RMM AS VOLUME(990*) COUNT(99999) OWNER(VTSTEST) LOCATION(CURRENT) PRIORITY(1)

Then, EDGHSKP EXPROC can be run and not expire the data required for test.

After the test is finished, you have a set of tapes in the TS7700 that belong to test activities. You need to decide what to do with these tapes. As a test ends, the RMM database and VOLCAT will probably be destaged (with all of the data used in the test). However, in the MI database, the tapes remain defined:

– One is in master status.

– The others are in SCRATCH status.

If the tapes are not needed anymore, manually release the volumes and then run EXPROC to return the volumes to scratch under RMM control. If the tapes will be used for future test activities, manually release these volumes. The cartridges remain in the SCRATCH status and ready for use. Remember to use a Scratch category with expiration time to ensure that no space is wasted.

Important: Although cartridges in the MI remain ready to use, you must ensure that the next time that you create the test environment that these cartridges are defined to RMM and VOLCAT. Otherwise, you cannot use them.

When enabled, the new function enables the handling of two instances on the same cluster. The DR host accesses the content of a logical volume from a point zero, and the logical volume can be updated with new copies pulled from the production cluster. You do not need a break of the gridlink to ensure that only data from time zero is available to the DR host.
== == ==
> Short problem:
Return the part of the tape management passage from "Important: Although cartridges" to "the DR host.", copied word for word. Work only from the tape management passage above.

> Extracted data:
== == ==
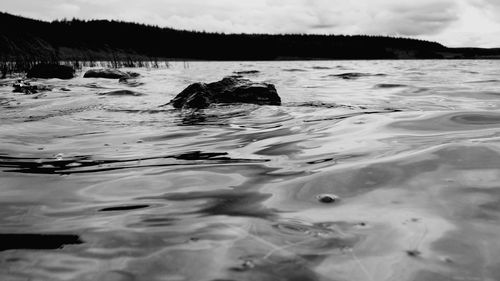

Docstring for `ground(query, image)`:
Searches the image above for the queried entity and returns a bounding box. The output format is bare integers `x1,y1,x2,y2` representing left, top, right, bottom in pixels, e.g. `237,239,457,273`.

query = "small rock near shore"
12,81,52,95
26,63,75,79
83,68,140,79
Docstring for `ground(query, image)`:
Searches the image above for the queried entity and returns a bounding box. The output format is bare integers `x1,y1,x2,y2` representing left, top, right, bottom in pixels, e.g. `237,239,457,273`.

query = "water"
0,61,500,281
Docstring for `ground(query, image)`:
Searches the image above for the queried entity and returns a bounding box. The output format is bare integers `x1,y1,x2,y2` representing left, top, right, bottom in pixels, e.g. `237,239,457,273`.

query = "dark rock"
12,81,52,95
169,77,281,108
316,194,339,203
27,63,75,79
118,78,144,87
83,68,140,79
99,90,144,97
233,70,260,75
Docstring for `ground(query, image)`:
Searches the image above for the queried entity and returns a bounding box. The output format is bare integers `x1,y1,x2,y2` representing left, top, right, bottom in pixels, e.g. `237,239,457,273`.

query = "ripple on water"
390,111,500,132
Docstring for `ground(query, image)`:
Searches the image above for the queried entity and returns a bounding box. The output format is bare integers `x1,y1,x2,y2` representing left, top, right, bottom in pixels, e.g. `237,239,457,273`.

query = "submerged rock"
83,68,140,79
169,77,281,108
12,81,52,95
328,72,387,80
27,63,75,79
99,90,144,97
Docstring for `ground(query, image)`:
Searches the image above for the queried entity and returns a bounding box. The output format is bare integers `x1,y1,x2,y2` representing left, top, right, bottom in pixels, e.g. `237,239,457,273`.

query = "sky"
0,0,500,47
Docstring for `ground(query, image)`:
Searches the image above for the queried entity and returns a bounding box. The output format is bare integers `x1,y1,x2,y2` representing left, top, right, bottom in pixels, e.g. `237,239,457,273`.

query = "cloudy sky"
0,0,500,47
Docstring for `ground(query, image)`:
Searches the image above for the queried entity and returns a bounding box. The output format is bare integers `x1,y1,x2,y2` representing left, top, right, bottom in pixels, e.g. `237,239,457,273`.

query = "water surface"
0,61,500,281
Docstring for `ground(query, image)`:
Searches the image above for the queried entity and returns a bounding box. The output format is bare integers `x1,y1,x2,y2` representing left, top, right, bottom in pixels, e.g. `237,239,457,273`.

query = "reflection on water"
0,61,500,281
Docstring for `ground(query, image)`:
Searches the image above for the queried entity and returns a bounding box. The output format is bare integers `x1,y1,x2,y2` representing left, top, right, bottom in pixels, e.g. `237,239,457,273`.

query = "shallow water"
0,61,500,281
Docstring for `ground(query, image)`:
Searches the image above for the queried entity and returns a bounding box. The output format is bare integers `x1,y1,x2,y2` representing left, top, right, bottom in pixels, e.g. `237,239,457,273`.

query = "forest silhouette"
0,10,500,72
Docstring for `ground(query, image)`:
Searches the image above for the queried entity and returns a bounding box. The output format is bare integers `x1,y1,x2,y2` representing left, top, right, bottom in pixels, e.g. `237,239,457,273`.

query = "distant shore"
0,13,500,73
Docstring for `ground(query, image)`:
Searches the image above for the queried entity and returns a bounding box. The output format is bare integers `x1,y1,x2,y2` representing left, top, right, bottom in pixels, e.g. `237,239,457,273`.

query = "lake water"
0,60,500,281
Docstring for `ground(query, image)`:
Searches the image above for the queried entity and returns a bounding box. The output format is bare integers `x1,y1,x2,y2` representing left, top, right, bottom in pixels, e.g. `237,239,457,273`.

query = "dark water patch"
465,79,500,84
283,101,366,109
450,113,500,125
0,151,269,174
99,205,149,212
375,84,408,89
118,78,145,87
24,105,102,122
98,90,144,97
316,194,339,204
178,104,258,126
127,214,180,228
390,111,500,131
233,70,260,75
325,72,387,80
0,234,83,251
283,68,307,72
311,66,332,70
105,108,178,114
304,108,403,123
83,83,107,89
146,189,276,219
230,257,326,281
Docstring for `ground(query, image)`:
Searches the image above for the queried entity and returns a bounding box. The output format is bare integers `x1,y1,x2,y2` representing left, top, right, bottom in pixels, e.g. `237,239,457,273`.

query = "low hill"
0,13,500,62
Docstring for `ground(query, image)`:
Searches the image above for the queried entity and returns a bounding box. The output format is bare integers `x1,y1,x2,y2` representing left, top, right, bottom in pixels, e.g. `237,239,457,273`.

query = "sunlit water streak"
0,61,500,281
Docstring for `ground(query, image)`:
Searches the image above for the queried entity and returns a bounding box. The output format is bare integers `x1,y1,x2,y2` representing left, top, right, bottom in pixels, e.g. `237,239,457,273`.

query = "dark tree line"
0,10,500,66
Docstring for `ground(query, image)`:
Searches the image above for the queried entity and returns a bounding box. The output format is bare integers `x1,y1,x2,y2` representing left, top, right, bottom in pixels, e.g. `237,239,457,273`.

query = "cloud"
0,0,500,46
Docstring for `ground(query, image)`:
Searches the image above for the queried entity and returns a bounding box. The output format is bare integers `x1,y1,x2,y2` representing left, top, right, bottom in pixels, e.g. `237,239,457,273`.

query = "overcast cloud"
0,0,500,47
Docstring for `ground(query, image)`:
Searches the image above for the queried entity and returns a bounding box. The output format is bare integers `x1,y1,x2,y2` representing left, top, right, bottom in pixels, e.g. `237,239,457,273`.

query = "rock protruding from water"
27,63,75,79
83,68,139,79
12,80,52,95
169,77,281,108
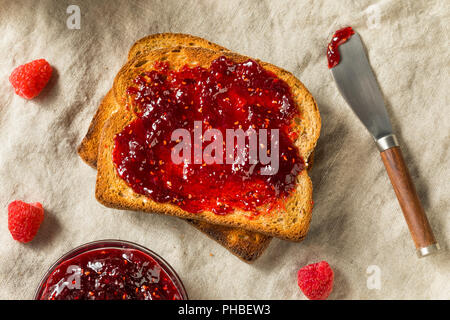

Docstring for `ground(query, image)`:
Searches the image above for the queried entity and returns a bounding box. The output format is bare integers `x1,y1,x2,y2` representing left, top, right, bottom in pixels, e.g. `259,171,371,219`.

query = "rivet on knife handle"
377,136,439,257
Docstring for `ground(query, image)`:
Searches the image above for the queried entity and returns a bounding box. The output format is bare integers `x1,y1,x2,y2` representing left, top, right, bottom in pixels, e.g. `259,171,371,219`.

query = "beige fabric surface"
0,0,450,299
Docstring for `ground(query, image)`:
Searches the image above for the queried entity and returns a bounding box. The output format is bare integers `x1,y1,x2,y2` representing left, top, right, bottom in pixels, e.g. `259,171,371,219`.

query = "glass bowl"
34,240,188,300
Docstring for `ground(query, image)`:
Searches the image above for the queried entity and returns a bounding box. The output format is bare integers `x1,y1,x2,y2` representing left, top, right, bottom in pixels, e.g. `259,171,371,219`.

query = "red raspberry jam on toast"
37,248,182,300
113,57,305,215
327,27,355,69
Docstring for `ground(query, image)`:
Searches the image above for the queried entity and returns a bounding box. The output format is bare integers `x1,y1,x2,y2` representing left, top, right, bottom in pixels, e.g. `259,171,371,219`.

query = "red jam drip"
327,27,355,69
113,57,304,214
40,248,181,300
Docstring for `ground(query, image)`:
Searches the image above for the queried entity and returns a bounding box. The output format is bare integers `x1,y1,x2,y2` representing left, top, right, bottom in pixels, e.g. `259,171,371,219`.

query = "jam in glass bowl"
== == ==
> Output:
Important: Although cartridges in the MI remain ready to use, you must ensure that the next time that you create the test environment that these cartridges are defined to RMM and VOLCAT. Otherwise, you cannot use them.

When enabled, the new function enables the handling of two instances on the same cluster. The DR host accesses the content of a logical volume from a point zero, and the logical volume can be updated with new copies pulled from the production cluster. You do not need a break of the gridlink to ensure that only data from time zero is available to the DR host.